### Gestellte Aufgabe
Wähle bitte aus dem Material alle Zeilen aus, in denen das Wort „metal“ vorkommt, und gib sie unverändert wieder.

### Material zur Aufgabe

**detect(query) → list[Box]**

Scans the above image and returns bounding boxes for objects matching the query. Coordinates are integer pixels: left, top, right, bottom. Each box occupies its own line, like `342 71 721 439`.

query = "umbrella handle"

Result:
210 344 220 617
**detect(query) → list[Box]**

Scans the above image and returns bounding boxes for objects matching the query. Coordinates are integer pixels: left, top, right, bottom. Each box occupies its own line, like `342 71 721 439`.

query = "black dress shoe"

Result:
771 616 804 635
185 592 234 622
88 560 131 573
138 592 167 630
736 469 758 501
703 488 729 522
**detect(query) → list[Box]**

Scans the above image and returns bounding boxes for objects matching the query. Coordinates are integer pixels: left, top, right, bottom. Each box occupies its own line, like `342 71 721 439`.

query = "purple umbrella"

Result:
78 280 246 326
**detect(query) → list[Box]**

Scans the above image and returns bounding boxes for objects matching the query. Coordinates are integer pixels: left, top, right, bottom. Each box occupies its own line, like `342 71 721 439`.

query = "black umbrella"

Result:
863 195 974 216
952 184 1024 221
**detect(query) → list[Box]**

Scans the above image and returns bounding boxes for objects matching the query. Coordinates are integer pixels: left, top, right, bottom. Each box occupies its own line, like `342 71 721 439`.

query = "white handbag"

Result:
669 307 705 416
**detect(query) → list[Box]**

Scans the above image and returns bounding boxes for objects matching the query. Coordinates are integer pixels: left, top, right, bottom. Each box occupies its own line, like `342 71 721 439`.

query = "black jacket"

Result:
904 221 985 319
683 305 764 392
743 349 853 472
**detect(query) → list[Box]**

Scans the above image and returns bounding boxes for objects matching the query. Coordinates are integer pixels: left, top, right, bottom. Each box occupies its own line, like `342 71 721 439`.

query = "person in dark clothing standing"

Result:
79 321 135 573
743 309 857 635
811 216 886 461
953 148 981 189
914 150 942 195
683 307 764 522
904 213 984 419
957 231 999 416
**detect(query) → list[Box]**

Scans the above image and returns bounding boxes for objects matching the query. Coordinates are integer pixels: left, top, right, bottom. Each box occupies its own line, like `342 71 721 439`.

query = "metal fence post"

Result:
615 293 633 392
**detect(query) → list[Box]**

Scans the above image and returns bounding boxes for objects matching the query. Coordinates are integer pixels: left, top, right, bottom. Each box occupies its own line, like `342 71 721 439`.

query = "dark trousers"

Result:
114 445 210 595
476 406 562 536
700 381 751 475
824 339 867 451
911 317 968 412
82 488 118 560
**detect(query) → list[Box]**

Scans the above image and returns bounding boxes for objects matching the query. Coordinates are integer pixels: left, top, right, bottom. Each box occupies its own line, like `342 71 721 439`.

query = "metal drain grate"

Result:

### Lösung der Aufgabe
query = "metal fence post"
query = "metal drain grate"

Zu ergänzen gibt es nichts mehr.